_제시된 글_

[6/4] TIL - 구글 시트 연동, API & Airflow 모니터링

Sangwon Jwa·2024년 6월 4일

데브코스

데브코스 TIL

목록 보기

43/54

📖 학습 주제

구글 시트 연동하기

API & Airflow 모니터링

✏️ 주요 메모 사항 소개

Google Sheet 연동

Google Sheet -> Redshift

구글 시트의 내용을 Redshift 테이블로 복사해보자. (Google Sheet link : https://docs.google.com/spreadsheets/d/1hW-_16OqgctX-_lXBa0VSmQAs98uUnmfOqvDYYjuE50/edit#gid=1555071985)

dags/plugins/gsheet.py

from airflow.hooks.postgres_hook import PostgresHook
from airflow.models import Variable
from oauth2client.service_account import ServiceAccountCredentials

import base64
import gspread
import json
import logging
import os
import pandas as pd
import pytz


def write_variable_to_local_file(variable_name, local_file_path):
    content = Variable.get(variable_name)
    f = open(local_file_path, "w")
    f.write(content)
    f.close()


def get_gsheet_client():
    data_dir = Variable.get("DATA_DIR")
    scope = ['https://spreadsheets.google.com/feeds', 'https://www.googleapis.com/auth/drive']
    gs_json_file_path = data_dir + 'google-sheet.json'

    write_variable_to_local_file('google_sheet_access_token', gs_json_file_path)
    credentials = ServiceAccountCredentials.from_json_keyfile_name(gs_json_file_path, scope)
    gc = gspread.authorize(credentials)

    return gc


def p2f(x):
    return float(x.strip('%'))/100


def get_google_sheet_to_csv(
    sheet_uri,
    tab,
    filename,
    header_line=1,
    remove_dollar_comma=0,
    rate_to_float=0):
    """
    Download data in a tab (indicated by "tab") in a spreadsheet ("sheet_uri") as a csv ("filename")
    - if tab is None, then the records in the first tab of the sheet will be downloaded
    - if tab has only one row in the header, then just use the default value which is 1
    - setting remove_dollar_comma to 1 will remove any dollar signs or commas from the values in the CSV file
      - dollar sign might need to be won sign instead here
    - setting rate_to_float to 1 will convert any percentage numeric values to fractional values (50% -> 0.5)
    """

    data, header = get_google_sheet_to_lists(
        sheet_uri,
        tab,
        header_line,
        remove_dollar_comma=remove_dollar_comma)

    if rate_to_float:
        for row in data:
            for i in range(len(row)):
                if str(row[i]).endswith("%"):
                    row[i] = p2f(row[i])

_제공된 데이터_
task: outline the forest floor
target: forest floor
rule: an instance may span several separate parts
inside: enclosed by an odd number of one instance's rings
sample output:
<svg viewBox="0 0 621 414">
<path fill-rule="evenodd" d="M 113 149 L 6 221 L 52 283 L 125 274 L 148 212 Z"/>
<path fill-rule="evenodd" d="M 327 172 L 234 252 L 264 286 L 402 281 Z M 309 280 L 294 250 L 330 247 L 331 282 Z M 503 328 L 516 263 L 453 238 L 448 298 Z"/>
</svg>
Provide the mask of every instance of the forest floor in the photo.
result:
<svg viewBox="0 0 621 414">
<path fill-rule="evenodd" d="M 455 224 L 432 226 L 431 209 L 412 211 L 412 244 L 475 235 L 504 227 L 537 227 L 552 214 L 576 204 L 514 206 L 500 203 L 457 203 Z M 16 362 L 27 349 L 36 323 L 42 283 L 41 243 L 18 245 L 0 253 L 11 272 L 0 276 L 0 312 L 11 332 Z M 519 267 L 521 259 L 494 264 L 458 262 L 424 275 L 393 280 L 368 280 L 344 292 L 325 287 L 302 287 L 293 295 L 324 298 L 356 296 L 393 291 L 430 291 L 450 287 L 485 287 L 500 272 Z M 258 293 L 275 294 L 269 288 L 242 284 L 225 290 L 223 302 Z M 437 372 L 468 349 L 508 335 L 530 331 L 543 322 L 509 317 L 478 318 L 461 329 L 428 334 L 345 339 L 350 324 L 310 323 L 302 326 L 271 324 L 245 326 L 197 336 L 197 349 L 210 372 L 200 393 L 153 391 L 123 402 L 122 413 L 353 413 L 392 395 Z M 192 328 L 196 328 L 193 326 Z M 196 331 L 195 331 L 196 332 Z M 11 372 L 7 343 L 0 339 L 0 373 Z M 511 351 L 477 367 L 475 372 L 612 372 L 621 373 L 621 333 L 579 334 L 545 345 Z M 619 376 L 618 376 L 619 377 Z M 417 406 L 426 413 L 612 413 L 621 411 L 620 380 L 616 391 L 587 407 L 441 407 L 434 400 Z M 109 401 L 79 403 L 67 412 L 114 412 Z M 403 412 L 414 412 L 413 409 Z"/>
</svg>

* * *

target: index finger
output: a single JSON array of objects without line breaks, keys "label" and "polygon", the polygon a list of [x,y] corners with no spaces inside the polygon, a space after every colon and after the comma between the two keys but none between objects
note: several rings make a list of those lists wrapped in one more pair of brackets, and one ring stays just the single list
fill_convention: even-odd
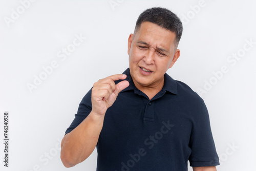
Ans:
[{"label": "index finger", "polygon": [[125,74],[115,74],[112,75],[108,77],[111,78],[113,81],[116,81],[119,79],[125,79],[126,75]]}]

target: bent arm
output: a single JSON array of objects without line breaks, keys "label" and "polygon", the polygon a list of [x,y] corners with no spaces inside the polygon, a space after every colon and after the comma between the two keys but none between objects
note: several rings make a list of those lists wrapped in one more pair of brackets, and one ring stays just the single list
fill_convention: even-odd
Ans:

_수행할 작업_
구글 시트 연동에 관한 글에서 "import base64"에서 시작해 "content = Variable.get(variable_name)"에서 끝나는 부분을 한 글자도 바꾸지 말고 옮겨 적으세요. 이 데이터는 구글 시트 연동에 관한 글과 관련이 없습니다.

_작업 결과_
import base64
import gspread
import json
import logging
import os
import pandas as pd
import pytz


def write_variable_to_local_file(variable_name, local_file_path):
    content = Variable.get(variable_name)